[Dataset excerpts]

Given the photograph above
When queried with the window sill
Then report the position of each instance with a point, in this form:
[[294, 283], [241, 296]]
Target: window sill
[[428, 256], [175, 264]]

■ **REQUIRED ACTION**: Print the records once more, exactly as they were given.

■ **TASK ANSWER**:
Given the photograph above
When queried with the window sill
Then report the position of each instance with a point, in this form:
[[294, 283], [241, 296]]
Target: window sill
[[428, 256], [175, 264]]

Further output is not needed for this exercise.